TAREAS:
1. Enumera todas las acciones que, según el texto sobre el videojuego, podemos hacer «con él» junto al personaje que acompañamos.
2. Traduce al inglés esta oración del texto sobre el videojuego: «Es una actividad vital y tensionante donde siempre “algo está en juego”.»
3. Prosigue el texto sobre el videojuego a partir de su última oración.

TEXTO PROPORCIONADO:

El videojuego, como cualquier otro juego, comienza cuando un influjo de la mente descompone el determinismo absoluto del cosmos. Ya no nos limita el orden del mundo físico, sino que entramos a un espacio casi mágico, que sigue sus propias reglas. Como cualquier otro juego, el videojuego es libre, es un acto que prescinde de la vida real para entrar a una esfera temporal con vida propia. Es un interludio vital que adorna la vida, la amplifica y, como tal, es una necesidad para el individuo y la sociedad que se alimenta de su valor expresivo y de su función cultural.
Por esa razón, el videojuego no es mero entretenimiento. Es una actividad vital y tensionante donde siempre “algo está en juego”. Como en la literatura, debajo de cada videojuego existe alguna situación o emoción suficientemente potente como para transmitir esa tensión a otros. Los obstáculos que el héroe debe afrontar, la promesa de su amado o amada, el conflicto que el protagonista debe solucionar, el pasado que no conoce. Todos estos hechos nos llevan al juego agonístico, y de la agonía es que siempre ha surgido la vida humana.
De esta manera, el videojuego se torna en el juego por excelencia. Podemos vivir aquello que vive una guerrera celta con psicosis. Podemos oír las voces intrusivas de su alrededor, ver su pasado, asustarnos con los colores brillantes que cubren su mundo como cailedoscopio, unir patrones que una persona normal no sería capaz de imaginar y, al final del camino, podemos comprender qué es estar enfermo de psicosis como si lo hubiéramos sufrido en nuestra propia piel.
También podemos acompañar a un personaje de comienzo a fin, crecer con él como si fuera nuestra propia evolución, caernos con él, levantarnos con él, luchar con él, llorar y revivir con él.

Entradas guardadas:
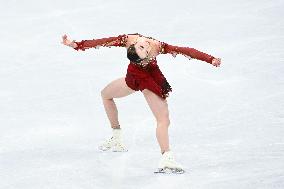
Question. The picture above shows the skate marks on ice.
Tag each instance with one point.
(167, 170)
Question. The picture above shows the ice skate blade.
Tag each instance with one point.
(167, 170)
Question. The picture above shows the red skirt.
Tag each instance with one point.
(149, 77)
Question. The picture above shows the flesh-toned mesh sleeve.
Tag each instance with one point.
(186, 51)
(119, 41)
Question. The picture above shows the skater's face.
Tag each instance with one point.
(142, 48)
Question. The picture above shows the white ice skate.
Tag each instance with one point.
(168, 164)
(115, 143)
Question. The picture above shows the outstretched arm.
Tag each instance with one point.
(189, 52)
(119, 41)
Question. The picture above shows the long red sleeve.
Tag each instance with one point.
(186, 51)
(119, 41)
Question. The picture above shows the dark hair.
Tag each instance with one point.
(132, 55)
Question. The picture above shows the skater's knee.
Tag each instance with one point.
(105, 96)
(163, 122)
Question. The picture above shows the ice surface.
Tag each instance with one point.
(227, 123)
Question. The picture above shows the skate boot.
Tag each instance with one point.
* * *
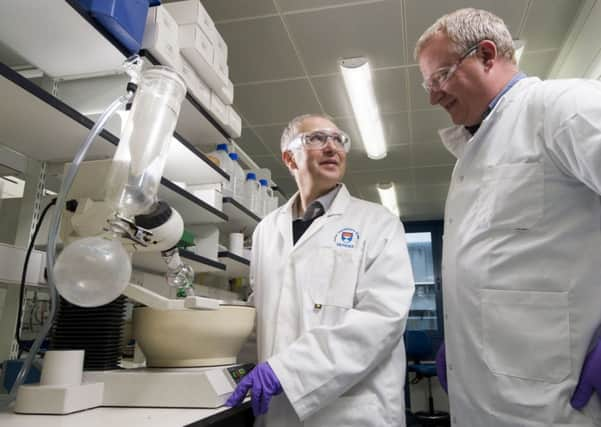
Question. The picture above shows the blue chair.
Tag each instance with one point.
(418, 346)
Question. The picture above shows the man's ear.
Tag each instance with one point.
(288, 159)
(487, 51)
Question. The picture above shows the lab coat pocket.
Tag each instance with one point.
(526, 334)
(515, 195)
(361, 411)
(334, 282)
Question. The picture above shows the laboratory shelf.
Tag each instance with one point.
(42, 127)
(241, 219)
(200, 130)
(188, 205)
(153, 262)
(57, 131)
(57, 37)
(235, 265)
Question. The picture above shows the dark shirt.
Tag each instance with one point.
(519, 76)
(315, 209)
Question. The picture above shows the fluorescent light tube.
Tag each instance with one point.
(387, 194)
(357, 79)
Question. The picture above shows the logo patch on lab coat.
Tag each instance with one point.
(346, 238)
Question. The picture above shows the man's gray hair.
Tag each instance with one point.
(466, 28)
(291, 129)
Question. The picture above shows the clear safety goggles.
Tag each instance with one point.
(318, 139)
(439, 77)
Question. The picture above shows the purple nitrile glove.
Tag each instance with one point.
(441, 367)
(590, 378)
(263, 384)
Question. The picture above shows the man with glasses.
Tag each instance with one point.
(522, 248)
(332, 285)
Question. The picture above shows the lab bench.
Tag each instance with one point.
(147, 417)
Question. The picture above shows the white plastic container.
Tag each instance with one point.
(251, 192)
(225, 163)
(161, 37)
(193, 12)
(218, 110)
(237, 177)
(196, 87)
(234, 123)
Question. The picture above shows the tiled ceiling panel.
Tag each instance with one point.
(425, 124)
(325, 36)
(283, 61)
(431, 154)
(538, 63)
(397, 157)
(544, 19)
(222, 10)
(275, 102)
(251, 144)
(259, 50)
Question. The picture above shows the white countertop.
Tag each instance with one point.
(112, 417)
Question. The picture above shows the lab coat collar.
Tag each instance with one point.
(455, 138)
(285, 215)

RESPUESTAS POR TAREA:
1.
Crecer con él
Caernos con él
Levantarnos con él
Luchar con él
Llorar con él
Revivir con él

2. It is a vital, tension-filled activity in which something is always at stake.

3.
Podemos navegar por un mar de soledad y sentirnos tan monstruosos como aquellos que han sido violentados o han sufrido de depresión, ansiedad y aislamiento. Pero también podemos sentir cómo ellos enfrentan y aceptan a aquel monstruo interior.
Podemos tener piernas si no las tenemos, brazos si no los tenemos, identificarnos, reidentificarnos. Podemos ser como Sam, un niño con espectro autista que, en Minecraft, descubrió un mundo que tenía sus límites y reglas, pero que también le permitía expresarse con facilidad y libertad. Y también podemos ser como su padre, Keith Stuart, quien escribió el libro A boy made of blocks, en el que describió la manera en que construyó una relación con su hijo a través del videojuego y cómo estos mundos mágicos podían ser un espacio para la comunicación sin barreras, para el juego y para la creatividad.
O también podemos ser una y mil personas al mismo tiempo, y de ahí por qué incluso podemos jugar un videojuego que no es para entretener, sino para ser el catalizador de una pareja cuyo hijo murió de cáncer a los cinco años. Porque en el videojuego podemos desprendernos de nosotros mismos y compartir las experiencias y el dolor del otro. Por ende, en él pueden estar contenidos todos los demás juegos: el rito, la filosofía, la profecía, la poesía, el canto, el baile e incluso el orden.
Por consiguiente, deberíamos vivir como si fuera un juego. Hacer sacrificios, cantar, bailar, declamar poesía, prender la consola. De esta manera podremos propiciar la existencia de dioses, defendernos de nuestros enemigos y ganar la contienda.